• **WHAT TO DO**:
A – In the bylaws excerpt, who chairs the Nominations Committee?
B – List every duty that the bylaws excerpt assigns to the Nominations Committee in its paragraph beginning "It shall be the duty of this Committee."
C – Translate this sentence from the bylaws excerpt into Spanish: "The Committee shall receive and prepare all amendments to the Bylaws for submission to the Board of Directors."
[PASSAGE FOR REVIEW]
Section 5.Nominations Committee
 
a.This Committee shall prepare for approval by the Board of Directors a slate of candidates
for officers, delegates, directors-at-large, and Chapter Presidents for the annual election.
 
b.The Committee shall be chaired by the President-Elect and consist of at least four (4)
Active Members, with a least one (1) Active Member from each Chapter, who shall serve for a
term of one (1) year.
 
c.It shall be the duty of this Committee to solicit nominations from the membership,
determine the eligibility to hold office of each submitted nominee, prepare a slate of those
nominees who meet the criteria for eligibility to hold office, present the slate to the Board of
Directors for review and approval, and collect the information for the biographical sketches to be
included with the Ballot. These obligations shall be accomplished in accord with the time frames
defined in Article VI of these Bylaws.
 
d.The Nominations Committee shall work closely with the Elections Committee in processing
ballot distribution.
 
Section 6.Education Committee
 
a.This Committee shall consist of at least six (6) members and be so constructed as to
provide experienced members for program and education planning.
 
b.The Medical Advisor(s) will be a consultant member of the Committee.
 
c.The Committee shall encourage and assist Chapters in the efforts to conduct educational
programs and maintain a list of educational materials for the Society.
 
d.There will be three subcommittees of the  Education Committee. These committees are
Program, Scholarship, Pioneer and Pelican Bowl.
 
1.Program Subcommittee shall plan, coordinate, budget, implement and publicize the
State Annual Meeting. Members shall be invited to join as need indicates.
 
2.Scholarship Subcommittee shall advertise, coordinate, and award the Society
scholarships.
 
3.The Pelican Bowl Subcommittee shall plan, coordinate and implement the Pelican
Bowl at the Society's annual meeting; complete all necessary correspondence with the teams, the
Society and/or the AARC.
 
4. Pioneer Committee shall honor and induct new members.
 
Section 7. Bylaws Committee
 
a.This Committee shall consist of three (3) members, one (1) of whom shall be a
Past-President, with one (1) member being appointed annually for a three (3) year term, except
as
is necessary to establish and maintain this rotation.
 
b.The Committee shall receive and prepare all amendments to the Bylaws for submission to
the Board of Directors. The Committee may also initiate such amendments for submission to the
Board of Directors.
[/PASSAGE FOR REVIEW]
[RECORD SET]
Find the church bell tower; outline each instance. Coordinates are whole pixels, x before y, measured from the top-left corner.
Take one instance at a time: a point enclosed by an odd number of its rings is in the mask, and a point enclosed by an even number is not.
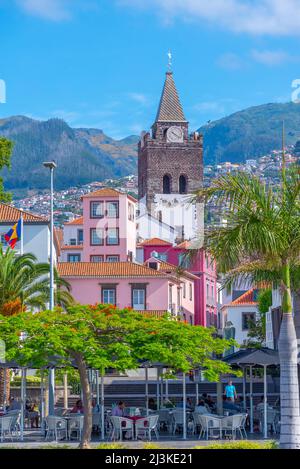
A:
[[[138,178],[140,212],[173,226],[177,239],[192,239],[203,225],[203,213],[190,203],[191,194],[202,186],[203,138],[189,134],[171,71],[152,131],[143,132],[139,142]]]

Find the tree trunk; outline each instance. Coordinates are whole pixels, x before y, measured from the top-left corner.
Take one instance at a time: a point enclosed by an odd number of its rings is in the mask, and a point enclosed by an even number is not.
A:
[[[4,390],[4,385],[6,389]],[[6,391],[6,392],[5,392]],[[0,405],[4,405],[4,396],[6,404],[8,403],[10,395],[10,370],[7,368],[0,368]]]
[[[298,385],[298,347],[292,315],[289,266],[283,267],[283,318],[278,341],[280,358],[280,447],[300,449],[300,415]]]
[[[83,431],[79,448],[90,449],[90,441],[92,435],[92,402],[90,384],[83,356],[79,353],[76,353],[74,354],[74,358],[76,365],[78,366],[84,408]]]

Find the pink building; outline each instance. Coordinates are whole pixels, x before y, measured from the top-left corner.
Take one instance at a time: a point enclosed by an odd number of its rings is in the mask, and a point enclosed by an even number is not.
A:
[[[178,275],[173,265],[149,259],[148,265],[62,262],[57,269],[81,304],[114,304],[155,315],[169,311],[194,324],[195,278],[187,272]]]
[[[137,246],[137,259],[145,262],[156,258],[175,266],[184,267],[195,276],[195,324],[217,327],[217,272],[216,265],[201,250],[192,261],[186,255],[190,243],[184,241],[173,246],[159,238],[148,239]]]
[[[82,197],[83,216],[64,226],[63,262],[126,262],[136,255],[136,200],[106,188]]]

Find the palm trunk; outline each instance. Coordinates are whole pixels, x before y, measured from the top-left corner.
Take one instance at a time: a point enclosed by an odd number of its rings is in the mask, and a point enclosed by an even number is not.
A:
[[[280,358],[280,447],[300,449],[300,415],[298,385],[298,347],[292,314],[289,265],[283,267],[284,293],[283,319],[280,328],[278,350]]]
[[[4,389],[5,386],[5,389]],[[0,405],[3,406],[4,399],[8,403],[10,395],[10,370],[0,368]]]
[[[79,448],[90,449],[90,441],[92,435],[92,403],[90,384],[87,375],[87,368],[82,355],[80,353],[76,353],[74,354],[74,358],[76,365],[78,366],[84,408],[83,431]]]

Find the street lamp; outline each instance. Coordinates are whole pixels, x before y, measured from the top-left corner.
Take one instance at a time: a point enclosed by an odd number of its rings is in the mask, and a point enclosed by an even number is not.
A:
[[[45,168],[50,169],[50,311],[54,309],[54,257],[53,257],[53,176],[57,164],[54,161],[46,161],[43,163]],[[54,368],[49,370],[49,403],[48,414],[54,415],[55,400],[55,371]]]

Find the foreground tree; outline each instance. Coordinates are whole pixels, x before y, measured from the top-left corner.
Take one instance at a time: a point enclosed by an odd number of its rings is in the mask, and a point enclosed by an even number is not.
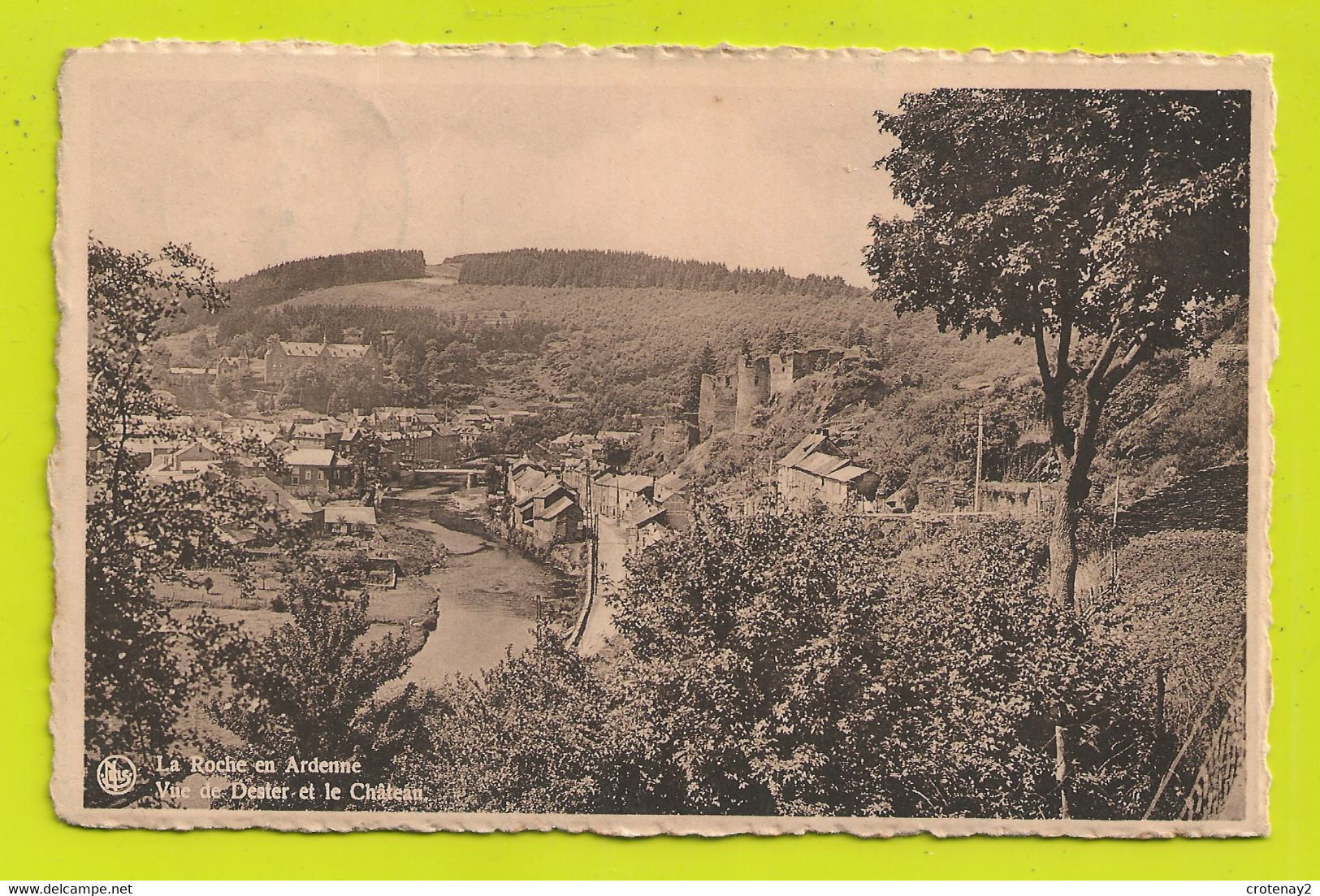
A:
[[[165,586],[198,587],[206,569],[235,566],[227,530],[277,528],[259,495],[223,472],[156,482],[135,438],[173,437],[172,404],[152,389],[161,326],[183,302],[215,310],[224,296],[187,247],[87,251],[86,727],[88,757],[168,752],[193,694],[232,655],[234,629],[205,614],[174,616]],[[95,768],[95,763],[90,763]],[[148,788],[148,793],[153,789]],[[88,805],[114,798],[91,781]],[[141,798],[131,793],[121,801]]]
[[[252,760],[358,760],[356,780],[401,786],[395,760],[418,743],[421,695],[392,680],[403,676],[412,652],[401,635],[368,635],[368,595],[352,592],[347,573],[347,563],[308,558],[280,596],[292,622],[247,645],[232,664],[230,691],[211,711]],[[280,783],[297,792],[321,780],[298,769]],[[317,796],[300,808],[363,808],[351,797],[326,800],[319,784],[313,789]]]
[[[911,215],[871,222],[875,297],[1034,343],[1060,468],[1049,594],[1071,603],[1106,402],[1246,296],[1249,96],[936,90],[876,117]]]

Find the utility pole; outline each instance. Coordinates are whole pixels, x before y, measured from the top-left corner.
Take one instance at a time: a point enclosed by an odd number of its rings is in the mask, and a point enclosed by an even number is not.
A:
[[[981,451],[985,449],[986,438],[986,414],[983,410],[977,412],[977,478],[972,488],[972,511],[974,513],[981,512]]]
[[[1109,587],[1118,585],[1118,495],[1123,476],[1114,474],[1114,517],[1109,525]]]

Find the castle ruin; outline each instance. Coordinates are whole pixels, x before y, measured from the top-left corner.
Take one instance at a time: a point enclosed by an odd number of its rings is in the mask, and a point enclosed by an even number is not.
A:
[[[768,355],[741,355],[725,373],[705,373],[701,377],[701,404],[697,425],[701,438],[711,433],[754,433],[752,412],[767,401],[787,400],[797,380],[809,373],[855,364],[861,359],[858,348],[832,348],[817,346],[771,352]]]

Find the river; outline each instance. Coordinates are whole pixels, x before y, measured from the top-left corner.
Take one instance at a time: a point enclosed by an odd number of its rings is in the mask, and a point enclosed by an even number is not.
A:
[[[429,532],[449,552],[447,565],[425,577],[440,594],[440,619],[405,677],[418,685],[475,676],[510,648],[516,655],[533,641],[537,598],[564,595],[576,586],[515,548],[432,521],[429,511],[446,491],[416,490],[389,499],[401,525]]]

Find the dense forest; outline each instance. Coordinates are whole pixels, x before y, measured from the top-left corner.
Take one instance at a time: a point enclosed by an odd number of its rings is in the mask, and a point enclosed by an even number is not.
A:
[[[502,276],[525,280],[549,269],[548,261],[539,261],[545,259],[565,261],[564,269],[582,278],[622,277],[631,263],[639,271],[649,265],[684,276],[706,269],[616,252],[467,256],[473,257],[490,260],[491,276],[503,271]],[[784,281],[789,288],[824,282],[789,281]],[[483,321],[494,310],[515,311],[517,322],[488,326]],[[1228,309],[1214,335],[1239,343],[1245,319],[1233,311]],[[1007,476],[1008,449],[1040,420],[1039,380],[1027,346],[940,333],[931,313],[896,317],[865,290],[846,286],[818,298],[768,285],[766,292],[717,292],[675,282],[569,288],[412,278],[346,284],[277,305],[230,307],[216,323],[215,351],[228,355],[260,354],[271,336],[376,344],[392,376],[372,389],[350,381],[300,384],[302,393],[319,400],[318,406],[325,406],[325,395],[334,395],[337,406],[379,400],[455,408],[498,387],[543,410],[560,396],[576,395],[572,420],[556,417],[554,425],[586,430],[627,429],[636,425],[631,414],[663,413],[675,405],[690,410],[700,372],[729,369],[743,351],[866,347],[861,366],[813,375],[800,383],[792,401],[766,406],[758,417],[762,435],[717,437],[692,453],[684,471],[711,480],[767,468],[801,433],[821,425],[851,432],[850,454],[882,472],[887,488],[927,476],[966,478],[977,412],[994,430],[987,475]],[[388,346],[385,331],[393,331]],[[1170,352],[1125,385],[1106,429],[1100,480],[1110,482],[1121,471],[1126,501],[1177,475],[1245,455],[1241,381],[1189,384],[1185,355]],[[539,429],[506,435],[516,447],[557,434]],[[663,468],[651,468],[644,454],[636,462],[648,472],[663,472],[675,459],[667,458]],[[1019,466],[1012,476],[1051,475]],[[1098,488],[1096,500],[1109,500],[1105,492]]]
[[[224,284],[231,307],[275,305],[298,293],[346,284],[407,280],[426,273],[426,257],[420,249],[372,249],[345,255],[322,255],[263,268]]]
[[[487,286],[619,286],[696,289],[715,293],[779,293],[829,298],[866,290],[842,277],[791,277],[783,268],[733,268],[715,261],[667,259],[645,252],[597,249],[512,249],[455,255],[461,284]]]

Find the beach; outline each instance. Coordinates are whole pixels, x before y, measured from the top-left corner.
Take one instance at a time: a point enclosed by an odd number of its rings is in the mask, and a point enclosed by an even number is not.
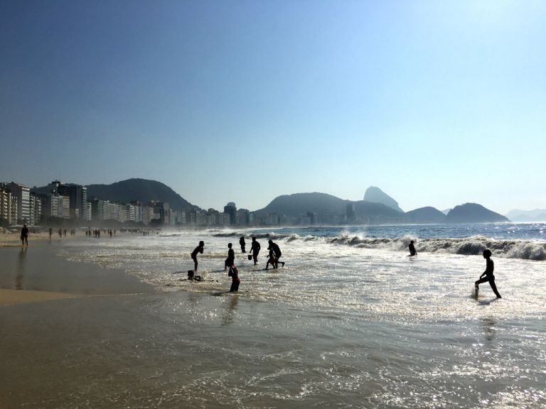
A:
[[[543,261],[494,254],[503,298],[476,298],[481,256],[317,231],[252,231],[262,253],[236,251],[237,294],[223,260],[239,231],[0,247],[0,408],[546,404]],[[269,238],[284,268],[263,269]]]

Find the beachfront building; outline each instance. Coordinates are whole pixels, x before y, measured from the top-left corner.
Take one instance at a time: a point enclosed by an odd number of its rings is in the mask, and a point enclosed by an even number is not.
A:
[[[0,223],[17,223],[17,200],[6,183],[0,183]]]
[[[8,185],[11,195],[17,202],[16,223],[30,223],[31,220],[31,189],[24,185],[11,182]]]
[[[239,209],[237,211],[237,222],[240,226],[250,224],[250,212],[247,209]]]
[[[70,199],[58,193],[41,193],[37,195],[41,206],[41,218],[70,218]]]
[[[70,218],[89,220],[86,219],[88,212],[87,209],[87,188],[85,186],[53,180],[48,187],[51,192],[56,192],[61,196],[67,196],[70,198]]]
[[[224,206],[224,213],[230,215],[229,224],[237,224],[237,206],[233,202],[230,202]]]
[[[30,215],[31,226],[36,226],[42,219],[42,202],[33,192],[31,192]]]

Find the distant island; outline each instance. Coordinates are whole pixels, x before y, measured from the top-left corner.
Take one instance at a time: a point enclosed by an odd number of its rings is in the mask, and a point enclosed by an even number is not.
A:
[[[50,190],[50,186],[35,187],[31,191],[43,195]],[[237,209],[235,203],[228,203],[223,209],[205,210],[166,185],[146,179],[89,185],[85,188],[87,200],[150,205],[154,207],[154,212],[161,213],[164,223],[171,224],[173,224],[172,220],[176,220],[174,224],[253,226],[510,222],[506,217],[476,203],[464,203],[444,212],[432,207],[404,212],[396,200],[375,186],[366,190],[363,200],[347,200],[317,192],[294,193],[278,196],[265,207],[254,211]],[[519,217],[526,217],[523,211],[520,212]],[[227,217],[223,216],[226,212]],[[540,214],[537,212],[535,216],[541,217]],[[226,223],[226,220],[229,222]]]

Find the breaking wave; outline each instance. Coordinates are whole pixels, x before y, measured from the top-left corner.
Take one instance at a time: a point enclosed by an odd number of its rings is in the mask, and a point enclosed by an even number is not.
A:
[[[291,235],[289,240],[297,239]],[[309,237],[300,238],[310,240]],[[314,240],[319,238],[315,237]],[[488,237],[476,236],[464,239],[418,239],[404,236],[397,239],[369,238],[349,234],[323,238],[326,243],[354,246],[362,249],[380,249],[393,251],[407,250],[410,241],[414,241],[417,252],[451,253],[465,256],[480,255],[489,249],[493,255],[524,260],[546,260],[546,244],[525,240],[493,240]]]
[/RECORD SET]
• **COMPLETED EXERCISE**:
A – The President-Elect chairs the Nominations Committee.

B –
- Solicit nominations from the membership
- Determine the eligibility to hold office of each submitted nominee
- Prepare a slate of those nominees who meet the criteria for eligibility to hold office
- Present the slate to the Board of Directors for review and approval
- Collect the information for the biographical sketches to be included with the Ballot

C – El Comité recibirá y preparará todas las enmiendas a los Estatutos para su presentación ante la Junta Directiva.